[Image object location listing]

□ □ □

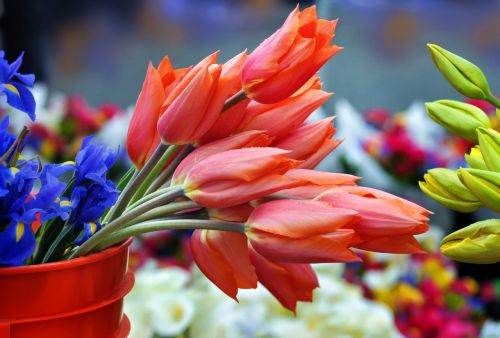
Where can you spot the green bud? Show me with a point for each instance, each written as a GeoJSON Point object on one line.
{"type": "Point", "coordinates": [459, 118]}
{"type": "Point", "coordinates": [484, 184]}
{"type": "Point", "coordinates": [475, 159]}
{"type": "Point", "coordinates": [477, 243]}
{"type": "Point", "coordinates": [444, 186]}
{"type": "Point", "coordinates": [463, 75]}
{"type": "Point", "coordinates": [489, 143]}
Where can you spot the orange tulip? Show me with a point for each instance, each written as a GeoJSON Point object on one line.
{"type": "Point", "coordinates": [289, 283]}
{"type": "Point", "coordinates": [294, 231]}
{"type": "Point", "coordinates": [245, 139]}
{"type": "Point", "coordinates": [286, 60]}
{"type": "Point", "coordinates": [196, 103]}
{"type": "Point", "coordinates": [280, 118]}
{"type": "Point", "coordinates": [315, 182]}
{"type": "Point", "coordinates": [223, 257]}
{"type": "Point", "coordinates": [142, 136]}
{"type": "Point", "coordinates": [387, 222]}
{"type": "Point", "coordinates": [310, 143]}
{"type": "Point", "coordinates": [238, 176]}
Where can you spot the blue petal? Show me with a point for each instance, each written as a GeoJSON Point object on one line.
{"type": "Point", "coordinates": [17, 243]}
{"type": "Point", "coordinates": [22, 99]}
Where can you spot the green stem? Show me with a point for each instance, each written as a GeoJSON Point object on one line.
{"type": "Point", "coordinates": [163, 211]}
{"type": "Point", "coordinates": [234, 100]}
{"type": "Point", "coordinates": [178, 224]}
{"type": "Point", "coordinates": [493, 100]}
{"type": "Point", "coordinates": [136, 182]}
{"type": "Point", "coordinates": [165, 174]}
{"type": "Point", "coordinates": [123, 220]}
{"type": "Point", "coordinates": [171, 151]}
{"type": "Point", "coordinates": [150, 197]}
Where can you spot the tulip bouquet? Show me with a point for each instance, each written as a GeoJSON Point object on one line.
{"type": "Point", "coordinates": [225, 149]}
{"type": "Point", "coordinates": [468, 189]}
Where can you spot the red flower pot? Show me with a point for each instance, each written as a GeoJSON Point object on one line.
{"type": "Point", "coordinates": [80, 298]}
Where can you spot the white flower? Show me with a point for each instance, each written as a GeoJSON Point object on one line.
{"type": "Point", "coordinates": [171, 314]}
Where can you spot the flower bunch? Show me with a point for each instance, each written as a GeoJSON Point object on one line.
{"type": "Point", "coordinates": [468, 189]}
{"type": "Point", "coordinates": [394, 147]}
{"type": "Point", "coordinates": [171, 302]}
{"type": "Point", "coordinates": [225, 149]}
{"type": "Point", "coordinates": [425, 293]}
{"type": "Point", "coordinates": [48, 208]}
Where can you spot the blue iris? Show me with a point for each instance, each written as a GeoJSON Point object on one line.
{"type": "Point", "coordinates": [14, 85]}
{"type": "Point", "coordinates": [93, 193]}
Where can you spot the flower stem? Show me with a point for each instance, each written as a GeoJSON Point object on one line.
{"type": "Point", "coordinates": [124, 219]}
{"type": "Point", "coordinates": [135, 183]}
{"type": "Point", "coordinates": [234, 100]}
{"type": "Point", "coordinates": [149, 197]}
{"type": "Point", "coordinates": [164, 211]}
{"type": "Point", "coordinates": [177, 224]}
{"type": "Point", "coordinates": [153, 173]}
{"type": "Point", "coordinates": [165, 174]}
{"type": "Point", "coordinates": [493, 100]}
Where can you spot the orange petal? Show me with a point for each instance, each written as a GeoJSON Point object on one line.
{"type": "Point", "coordinates": [329, 248]}
{"type": "Point", "coordinates": [142, 127]}
{"type": "Point", "coordinates": [299, 218]}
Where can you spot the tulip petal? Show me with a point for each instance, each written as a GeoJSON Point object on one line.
{"type": "Point", "coordinates": [299, 218]}
{"type": "Point", "coordinates": [330, 248]}
{"type": "Point", "coordinates": [223, 257]}
{"type": "Point", "coordinates": [142, 128]}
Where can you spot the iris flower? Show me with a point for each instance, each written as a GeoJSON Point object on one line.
{"type": "Point", "coordinates": [15, 85]}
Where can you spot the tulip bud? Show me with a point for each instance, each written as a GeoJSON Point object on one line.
{"type": "Point", "coordinates": [459, 118]}
{"type": "Point", "coordinates": [475, 159]}
{"type": "Point", "coordinates": [477, 243]}
{"type": "Point", "coordinates": [484, 184]}
{"type": "Point", "coordinates": [489, 143]}
{"type": "Point", "coordinates": [463, 75]}
{"type": "Point", "coordinates": [444, 186]}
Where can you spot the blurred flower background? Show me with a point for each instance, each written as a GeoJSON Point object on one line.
{"type": "Point", "coordinates": [90, 58]}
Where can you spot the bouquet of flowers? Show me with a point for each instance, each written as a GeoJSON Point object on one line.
{"type": "Point", "coordinates": [468, 189]}
{"type": "Point", "coordinates": [223, 149]}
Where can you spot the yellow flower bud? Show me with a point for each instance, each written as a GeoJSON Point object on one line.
{"type": "Point", "coordinates": [458, 117]}
{"type": "Point", "coordinates": [489, 143]}
{"type": "Point", "coordinates": [484, 184]}
{"type": "Point", "coordinates": [444, 186]}
{"type": "Point", "coordinates": [475, 159]}
{"type": "Point", "coordinates": [463, 75]}
{"type": "Point", "coordinates": [477, 243]}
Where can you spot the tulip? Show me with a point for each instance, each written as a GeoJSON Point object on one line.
{"type": "Point", "coordinates": [475, 159]}
{"type": "Point", "coordinates": [279, 118]}
{"type": "Point", "coordinates": [238, 176]}
{"type": "Point", "coordinates": [444, 186]}
{"type": "Point", "coordinates": [223, 257]}
{"type": "Point", "coordinates": [310, 143]}
{"type": "Point", "coordinates": [286, 60]}
{"type": "Point", "coordinates": [382, 217]}
{"type": "Point", "coordinates": [246, 139]}
{"type": "Point", "coordinates": [464, 76]}
{"type": "Point", "coordinates": [196, 107]}
{"type": "Point", "coordinates": [459, 118]}
{"type": "Point", "coordinates": [289, 283]}
{"type": "Point", "coordinates": [478, 243]}
{"type": "Point", "coordinates": [142, 136]}
{"type": "Point", "coordinates": [315, 182]}
{"type": "Point", "coordinates": [489, 143]}
{"type": "Point", "coordinates": [196, 102]}
{"type": "Point", "coordinates": [297, 231]}
{"type": "Point", "coordinates": [484, 184]}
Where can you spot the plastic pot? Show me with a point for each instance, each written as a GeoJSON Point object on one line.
{"type": "Point", "coordinates": [79, 298]}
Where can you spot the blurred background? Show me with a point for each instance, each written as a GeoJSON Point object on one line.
{"type": "Point", "coordinates": [90, 58]}
{"type": "Point", "coordinates": [100, 48]}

□ □ □

Required task: Repeat the listing above verbatim from start to finish, omitting the pictures.

Task answer:
Where can you spot the green bud? Show me with a point for each instance, each written as a GeoJSON Point object on one line.
{"type": "Point", "coordinates": [459, 118]}
{"type": "Point", "coordinates": [484, 184]}
{"type": "Point", "coordinates": [475, 159]}
{"type": "Point", "coordinates": [477, 243]}
{"type": "Point", "coordinates": [444, 186]}
{"type": "Point", "coordinates": [463, 75]}
{"type": "Point", "coordinates": [489, 143]}
Where can you spot the orange tulip? Show me with a point for each instance, each written as a GeoJSON Point object on one line.
{"type": "Point", "coordinates": [289, 283]}
{"type": "Point", "coordinates": [294, 231]}
{"type": "Point", "coordinates": [245, 139]}
{"type": "Point", "coordinates": [286, 60]}
{"type": "Point", "coordinates": [196, 103]}
{"type": "Point", "coordinates": [280, 118]}
{"type": "Point", "coordinates": [315, 182]}
{"type": "Point", "coordinates": [223, 257]}
{"type": "Point", "coordinates": [142, 136]}
{"type": "Point", "coordinates": [387, 222]}
{"type": "Point", "coordinates": [310, 143]}
{"type": "Point", "coordinates": [238, 176]}
Where can you spot the blue petal? Show me with a point for each instance, each written as a GeoJSON Point object on one line.
{"type": "Point", "coordinates": [17, 243]}
{"type": "Point", "coordinates": [22, 99]}
Where can you spot the green stem? Show me with a point for each instance, each written as a GeoJSON Point object on one line.
{"type": "Point", "coordinates": [163, 211]}
{"type": "Point", "coordinates": [234, 100]}
{"type": "Point", "coordinates": [178, 224]}
{"type": "Point", "coordinates": [493, 100]}
{"type": "Point", "coordinates": [136, 182]}
{"type": "Point", "coordinates": [165, 174]}
{"type": "Point", "coordinates": [123, 220]}
{"type": "Point", "coordinates": [171, 151]}
{"type": "Point", "coordinates": [150, 197]}
Where can you spot the tulip bouquet? Show me with a point for each instance, each written as a GeoJSON Point object on one line.
{"type": "Point", "coordinates": [225, 149]}
{"type": "Point", "coordinates": [468, 189]}
Where can you spot the red flower pot? Show me with a point for each instance, each written as a GeoJSON Point object on one line.
{"type": "Point", "coordinates": [80, 298]}
Where can you spot the white flower? Show me with a point for each instance, each written as a GeoJSON Point object on one line.
{"type": "Point", "coordinates": [171, 314]}
Where can you spot the flower bunch? Show me with a point for each instance, each written as a GeoJSON Point object on one line.
{"type": "Point", "coordinates": [468, 189]}
{"type": "Point", "coordinates": [394, 147]}
{"type": "Point", "coordinates": [171, 302]}
{"type": "Point", "coordinates": [225, 149]}
{"type": "Point", "coordinates": [425, 293]}
{"type": "Point", "coordinates": [48, 208]}
Where can you spot the blue iris? Show me with a point for each instance, each written as a GeoJSON Point object on one line.
{"type": "Point", "coordinates": [14, 85]}
{"type": "Point", "coordinates": [93, 193]}
Where can you spot the flower stem? Show me with a point for each instance, each written as a GeoJSON Point object on one line.
{"type": "Point", "coordinates": [124, 219]}
{"type": "Point", "coordinates": [135, 183]}
{"type": "Point", "coordinates": [234, 100]}
{"type": "Point", "coordinates": [149, 197]}
{"type": "Point", "coordinates": [164, 211]}
{"type": "Point", "coordinates": [177, 224]}
{"type": "Point", "coordinates": [153, 173]}
{"type": "Point", "coordinates": [165, 174]}
{"type": "Point", "coordinates": [493, 100]}
Where can you spot the orange petal? Show me with a point for each instance, each written as a GeoJSON Point object on one line.
{"type": "Point", "coordinates": [329, 248]}
{"type": "Point", "coordinates": [142, 127]}
{"type": "Point", "coordinates": [299, 218]}
Where can you spot the tulip petal? Show me with a point for each instance, each written as a GeoJSON Point object on one line.
{"type": "Point", "coordinates": [299, 218]}
{"type": "Point", "coordinates": [330, 248]}
{"type": "Point", "coordinates": [223, 257]}
{"type": "Point", "coordinates": [142, 128]}
Where can you spot the iris flower? Show me with a point for each instance, each written as a GeoJSON Point object on one line.
{"type": "Point", "coordinates": [15, 85]}
Where can you spot the tulip bud? Show me with a point for each instance, each written as a GeoJSON Point object on one line.
{"type": "Point", "coordinates": [459, 118]}
{"type": "Point", "coordinates": [475, 159]}
{"type": "Point", "coordinates": [477, 243]}
{"type": "Point", "coordinates": [484, 184]}
{"type": "Point", "coordinates": [489, 143]}
{"type": "Point", "coordinates": [463, 75]}
{"type": "Point", "coordinates": [444, 186]}
Where can you spot the blurred flower background? Show me with a point for each instance, each written as a GeoJSON Point object on one line.
{"type": "Point", "coordinates": [90, 58]}
Where can you spot the bouquet of flowers? Show me with a point for each instance, each written as a GeoJSON Point object on one line.
{"type": "Point", "coordinates": [468, 189]}
{"type": "Point", "coordinates": [223, 149]}
Where can you spot the yellow flower bud? Show me with a point for each instance, each written as a GeoJSON Point object on one line.
{"type": "Point", "coordinates": [458, 117]}
{"type": "Point", "coordinates": [489, 143]}
{"type": "Point", "coordinates": [484, 184]}
{"type": "Point", "coordinates": [444, 186]}
{"type": "Point", "coordinates": [475, 159]}
{"type": "Point", "coordinates": [463, 75]}
{"type": "Point", "coordinates": [477, 243]}
Where can you spot the tulip? Show me with a point for each instance, each written as a GeoJSON Point object on one line.
{"type": "Point", "coordinates": [475, 159]}
{"type": "Point", "coordinates": [279, 118]}
{"type": "Point", "coordinates": [238, 176]}
{"type": "Point", "coordinates": [444, 186]}
{"type": "Point", "coordinates": [223, 257]}
{"type": "Point", "coordinates": [310, 143]}
{"type": "Point", "coordinates": [286, 60]}
{"type": "Point", "coordinates": [382, 217]}
{"type": "Point", "coordinates": [246, 139]}
{"type": "Point", "coordinates": [464, 76]}
{"type": "Point", "coordinates": [196, 107]}
{"type": "Point", "coordinates": [459, 118]}
{"type": "Point", "coordinates": [289, 283]}
{"type": "Point", "coordinates": [478, 243]}
{"type": "Point", "coordinates": [142, 136]}
{"type": "Point", "coordinates": [315, 182]}
{"type": "Point", "coordinates": [489, 143]}
{"type": "Point", "coordinates": [196, 102]}
{"type": "Point", "coordinates": [297, 231]}
{"type": "Point", "coordinates": [484, 184]}
Where can you spot the plastic pot? Show me with a point for each instance, each written as a GeoJSON Point object on one line.
{"type": "Point", "coordinates": [79, 298]}
Where can you spot the blurred background? Show me with a point for each instance, each written as a GeoJSON Point object on one line.
{"type": "Point", "coordinates": [90, 58]}
{"type": "Point", "coordinates": [100, 48]}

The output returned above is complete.